## EXERCISE INSTRUCTIONS
Convert the entries below into a Markdown table with two columns, "Row" for the row number and "Text" for the line, leaving out blank lines.

[Begin STORED DATA]

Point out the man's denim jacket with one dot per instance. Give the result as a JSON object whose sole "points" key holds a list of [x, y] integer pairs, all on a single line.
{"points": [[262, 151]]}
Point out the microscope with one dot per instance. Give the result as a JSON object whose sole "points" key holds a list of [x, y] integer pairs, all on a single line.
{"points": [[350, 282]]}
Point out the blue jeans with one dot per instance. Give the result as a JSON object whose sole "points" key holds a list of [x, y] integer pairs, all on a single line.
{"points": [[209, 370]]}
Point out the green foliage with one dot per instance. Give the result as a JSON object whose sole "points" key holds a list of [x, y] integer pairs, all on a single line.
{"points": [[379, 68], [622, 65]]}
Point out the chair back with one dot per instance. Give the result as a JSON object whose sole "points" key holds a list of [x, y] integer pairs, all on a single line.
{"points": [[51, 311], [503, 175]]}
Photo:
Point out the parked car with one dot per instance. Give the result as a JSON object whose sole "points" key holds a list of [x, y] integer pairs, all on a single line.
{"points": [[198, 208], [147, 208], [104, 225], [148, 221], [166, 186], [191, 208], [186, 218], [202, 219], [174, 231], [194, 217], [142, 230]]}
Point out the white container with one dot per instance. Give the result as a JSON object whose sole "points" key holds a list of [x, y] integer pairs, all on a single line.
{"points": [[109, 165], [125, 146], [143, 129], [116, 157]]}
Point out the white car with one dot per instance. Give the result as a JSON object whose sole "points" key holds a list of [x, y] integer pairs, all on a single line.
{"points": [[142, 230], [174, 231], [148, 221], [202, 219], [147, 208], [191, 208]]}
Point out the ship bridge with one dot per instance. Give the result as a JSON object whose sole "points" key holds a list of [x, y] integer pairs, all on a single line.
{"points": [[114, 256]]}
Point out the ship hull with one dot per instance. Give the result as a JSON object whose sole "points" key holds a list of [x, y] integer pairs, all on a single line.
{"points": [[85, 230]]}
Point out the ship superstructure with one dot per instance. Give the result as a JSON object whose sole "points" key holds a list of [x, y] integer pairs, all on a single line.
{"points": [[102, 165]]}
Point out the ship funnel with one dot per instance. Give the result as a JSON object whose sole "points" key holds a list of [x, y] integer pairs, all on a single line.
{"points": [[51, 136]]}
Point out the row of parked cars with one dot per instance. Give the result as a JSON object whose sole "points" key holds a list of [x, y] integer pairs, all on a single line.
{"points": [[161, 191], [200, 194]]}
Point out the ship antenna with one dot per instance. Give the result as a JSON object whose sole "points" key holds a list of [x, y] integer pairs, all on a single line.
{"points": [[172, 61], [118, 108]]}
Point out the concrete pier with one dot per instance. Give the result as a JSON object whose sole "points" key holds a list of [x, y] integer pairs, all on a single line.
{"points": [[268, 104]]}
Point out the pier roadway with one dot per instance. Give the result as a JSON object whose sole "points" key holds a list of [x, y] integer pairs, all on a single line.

[End STORED DATA]

## FULL ANSWER
| Row | Text |
|---|---|
| 1 | Point out the man's denim jacket with one dot per instance. Give the result as a JSON object whose sole "points" key holds a list of [x, y] integer pairs, all on a single line. |
| 2 | {"points": [[262, 151]]} |
| 3 | Point out the microscope with one dot per instance. Give the result as a JSON object whose sole "points" key holds a list of [x, y] integer pairs, all on a single line. |
| 4 | {"points": [[350, 282]]} |
| 5 | Point out the blue jeans with one dot per instance. Give the result as a JSON object whose sole "points" key holds a list of [x, y] integer pairs, all on a single line. |
| 6 | {"points": [[209, 370]]} |
| 7 | Point out the green foliage with one dot per instance. Give the result as a JSON object whose sole "points" key holds a list of [x, y] integer pairs, all on a single line. |
| 8 | {"points": [[379, 68], [622, 65]]} |
| 9 | Point out the chair back with one dot per instance. Give the result as a JSON object whose sole "points" key holds a list of [x, y] integer pairs, all on a single line. |
| 10 | {"points": [[51, 311], [503, 175]]} |
| 11 | Photo: |
| 12 | Point out the parked car with one dot per instance. Give the result as a JSON object whose sole "points" key holds a list of [x, y] integer pairs, all on a single line. |
| 13 | {"points": [[198, 208], [147, 208], [104, 225], [148, 221], [166, 186], [191, 208], [186, 218], [202, 219], [174, 231], [194, 217], [142, 230]]} |
| 14 | Point out the white container with one dot per instance. Give the result as a JSON object whose sole "points" key holds a list of [x, y] integer pairs, all on a single line. |
| 15 | {"points": [[109, 165], [125, 146], [143, 129], [116, 157]]} |
| 16 | Point out the white car with one dot per instance. Give the result as a JSON object whose sole "points" key holds a list of [x, y] integer pairs, all on a single line. |
| 17 | {"points": [[142, 230], [174, 231], [148, 221], [202, 219], [147, 208], [191, 208]]} |
| 18 | Point out the ship bridge with one dot per instance. Give the result as a JSON object whose sole "points" key holds a list of [x, y] integer pairs, all on a single line. |
| 19 | {"points": [[114, 256]]} |
| 20 | Point out the ship hull with one dot per instance. Give the result as a JSON object whose sole "points" key holds a list of [x, y] integer pairs, all on a single line. |
| 21 | {"points": [[85, 230]]} |
| 22 | Point out the ship superstructure with one dot per instance. Give the result as a JSON object whose sole "points" key holds a list of [x, y] integer pairs, all on a single line. |
| 23 | {"points": [[102, 165]]} |
| 24 | Point out the ship funnel with one dot per instance. Give the result as a JSON object whose sole "points" key holds a list of [x, y] integer pairs, all on a single line. |
| 25 | {"points": [[51, 136]]} |
| 26 | Point out the row of parked cars with one dot per instance. Give the result as a JSON object whose sole "points" key holds a list of [x, y] integer pairs, all on a single line. |
| 27 | {"points": [[161, 191], [200, 194]]} |
| 28 | Point out the ship antenna with one dot per instance. Give the result as a JSON object whose sole "points" key holds a list of [x, y] integer pairs, all on a single line. |
| 29 | {"points": [[172, 61], [118, 108]]} |
| 30 | Point out the concrete pier with one dot per instance. Give the result as a JSON object whose sole "points" key holds a list of [x, y] integer pairs, all on a single line. |
| 31 | {"points": [[268, 104]]} |
| 32 | Point out the pier roadway with one dot per instance. Give the result as a JSON object whose sole "points" key holds a list of [x, y] integer pairs, all on a single line. |